Write out the lines below as a JSON list of strings, one string per line, leaving out any blank lines.

***** Data for review *****

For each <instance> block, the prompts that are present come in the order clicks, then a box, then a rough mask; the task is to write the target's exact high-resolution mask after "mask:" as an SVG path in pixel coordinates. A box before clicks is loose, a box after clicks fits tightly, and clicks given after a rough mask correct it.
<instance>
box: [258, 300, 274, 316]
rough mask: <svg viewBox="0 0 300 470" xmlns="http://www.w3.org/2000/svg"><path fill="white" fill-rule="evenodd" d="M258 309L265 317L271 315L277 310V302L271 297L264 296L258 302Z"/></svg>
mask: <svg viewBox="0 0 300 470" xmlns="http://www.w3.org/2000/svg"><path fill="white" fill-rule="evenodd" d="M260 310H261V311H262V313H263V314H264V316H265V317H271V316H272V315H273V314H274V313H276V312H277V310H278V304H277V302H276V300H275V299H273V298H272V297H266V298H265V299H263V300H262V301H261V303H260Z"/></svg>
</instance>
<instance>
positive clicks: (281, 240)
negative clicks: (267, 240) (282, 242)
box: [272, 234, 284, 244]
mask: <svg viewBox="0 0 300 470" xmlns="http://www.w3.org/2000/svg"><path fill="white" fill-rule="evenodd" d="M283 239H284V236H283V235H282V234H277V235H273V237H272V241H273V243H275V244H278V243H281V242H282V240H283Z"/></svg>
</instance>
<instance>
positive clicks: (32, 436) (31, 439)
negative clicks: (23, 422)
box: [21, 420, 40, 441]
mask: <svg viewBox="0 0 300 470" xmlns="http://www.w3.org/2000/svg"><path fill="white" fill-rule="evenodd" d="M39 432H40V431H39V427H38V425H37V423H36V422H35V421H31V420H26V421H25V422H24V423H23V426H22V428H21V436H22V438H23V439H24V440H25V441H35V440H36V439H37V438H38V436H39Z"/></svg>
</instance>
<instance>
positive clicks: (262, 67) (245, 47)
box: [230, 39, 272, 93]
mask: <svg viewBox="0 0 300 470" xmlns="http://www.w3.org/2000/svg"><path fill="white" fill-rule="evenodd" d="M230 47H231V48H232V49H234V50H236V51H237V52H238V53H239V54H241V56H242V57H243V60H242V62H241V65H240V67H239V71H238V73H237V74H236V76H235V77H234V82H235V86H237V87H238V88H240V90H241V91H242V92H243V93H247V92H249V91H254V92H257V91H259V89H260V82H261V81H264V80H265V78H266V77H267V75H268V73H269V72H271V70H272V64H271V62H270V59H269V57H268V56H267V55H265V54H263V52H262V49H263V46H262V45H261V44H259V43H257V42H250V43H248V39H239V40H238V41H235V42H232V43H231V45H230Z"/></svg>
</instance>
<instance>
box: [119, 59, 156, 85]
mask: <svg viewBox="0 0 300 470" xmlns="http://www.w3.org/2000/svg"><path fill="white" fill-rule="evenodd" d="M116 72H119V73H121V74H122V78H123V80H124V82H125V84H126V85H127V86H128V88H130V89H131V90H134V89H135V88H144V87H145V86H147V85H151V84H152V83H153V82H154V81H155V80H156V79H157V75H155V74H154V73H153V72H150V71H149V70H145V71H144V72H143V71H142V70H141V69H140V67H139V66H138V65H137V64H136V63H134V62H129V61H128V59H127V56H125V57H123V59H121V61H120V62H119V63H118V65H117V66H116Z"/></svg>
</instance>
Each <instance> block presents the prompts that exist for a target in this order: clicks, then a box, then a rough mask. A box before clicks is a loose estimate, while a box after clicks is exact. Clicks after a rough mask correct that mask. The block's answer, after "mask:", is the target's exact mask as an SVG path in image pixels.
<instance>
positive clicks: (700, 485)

*****

**Answer to this exercise:**
[
  "For each <instance> block, the prompts that are present come in the order clicks, then a box, then a rough mask; the task is to write the target's exact high-resolution mask after \"mask:\" as an SVG path in pixel coordinates. A box before clicks is loose, a box after clicks fits tightly, and clicks given after a rough mask correct it.",
  "<instance>",
  "box: [258, 300, 274, 316]",
  "rough mask: <svg viewBox=\"0 0 300 470\" xmlns=\"http://www.w3.org/2000/svg\"><path fill=\"white\" fill-rule=\"evenodd\" d=\"M258 309L265 317L271 315L277 310V302L271 297L264 296L258 302Z\"/></svg>",
  "mask: <svg viewBox=\"0 0 300 470\" xmlns=\"http://www.w3.org/2000/svg\"><path fill=\"white\" fill-rule=\"evenodd\" d=\"M260 310H261V311H262V313H263V314H264V316H265V317H271V316H272V315H273V314H274V313H276V312H277V310H278V304H277V302H276V300H275V299H273V298H272V297H266V298H265V299H263V300H262V301H261V303H260Z\"/></svg>",
  "</instance>",
  "<instance>",
  "positive clicks: (281, 240)",
  "negative clicks: (267, 240) (282, 242)",
  "box: [272, 234, 284, 244]",
  "mask: <svg viewBox=\"0 0 300 470\" xmlns=\"http://www.w3.org/2000/svg\"><path fill=\"white\" fill-rule=\"evenodd\" d=\"M283 239H284V236H283V235H282V234H277V235H273V237H272V241H273V243H275V244H278V243H281V242H282V240H283Z\"/></svg>",
  "</instance>",
  "<instance>",
  "positive clicks: (32, 436) (31, 439)",
  "negative clicks: (23, 422)",
  "box: [21, 420, 40, 441]",
  "mask: <svg viewBox=\"0 0 300 470\" xmlns=\"http://www.w3.org/2000/svg\"><path fill=\"white\" fill-rule=\"evenodd\" d=\"M39 432H40V431H39V427H38V425H37V423H36V422H35V421H31V420H26V421H25V422H24V423H23V426H22V428H21V436H22V438H23V439H24V440H25V441H35V440H36V439H37V438H38V436H39Z\"/></svg>",
  "</instance>",
  "<instance>",
  "positive clicks: (262, 67) (245, 47)",
  "box: [230, 39, 272, 93]",
  "mask: <svg viewBox=\"0 0 300 470\" xmlns=\"http://www.w3.org/2000/svg\"><path fill=\"white\" fill-rule=\"evenodd\" d=\"M230 47H231V48H232V49H234V50H236V51H237V52H238V53H239V54H241V56H242V57H243V60H242V62H241V65H240V67H239V71H238V73H237V74H236V76H235V77H234V82H235V86H237V87H238V88H240V90H241V91H242V92H243V93H247V92H249V91H254V92H257V91H259V89H260V82H261V81H264V80H265V78H266V77H267V75H268V73H269V72H271V70H272V64H271V62H270V59H269V57H268V56H267V55H265V54H263V52H262V49H263V46H262V45H261V44H259V43H257V42H250V43H248V39H239V40H238V41H235V42H232V43H231V45H230Z\"/></svg>",
  "</instance>",
  "<instance>",
  "box: [119, 59, 156, 85]",
  "mask: <svg viewBox=\"0 0 300 470\" xmlns=\"http://www.w3.org/2000/svg\"><path fill=\"white\" fill-rule=\"evenodd\" d=\"M116 72H119V73H121V74H122V78H123V80H124V82H125V84H126V85H127V86H128V88H130V89H131V90H134V89H135V88H144V87H145V86H147V85H151V84H152V83H153V82H154V81H155V80H156V79H157V75H155V74H154V73H153V72H150V71H149V70H145V71H144V72H143V71H142V70H141V69H140V67H139V66H138V65H137V64H136V63H134V62H129V61H128V59H127V56H125V57H123V59H121V61H120V62H119V63H118V65H117V66H116Z\"/></svg>",
  "</instance>",
  "Each <instance> block presents the prompts that exist for a target in this order: clicks, then a box, then a rough mask. A box before clicks is a loose estimate, while a box after clicks is exact. Clicks after a rough mask correct that mask. The block's answer, after \"mask:\", is the target's exact mask as an SVG path in image pixels.",
  "<instance>",
  "positive clicks: (700, 485)"
]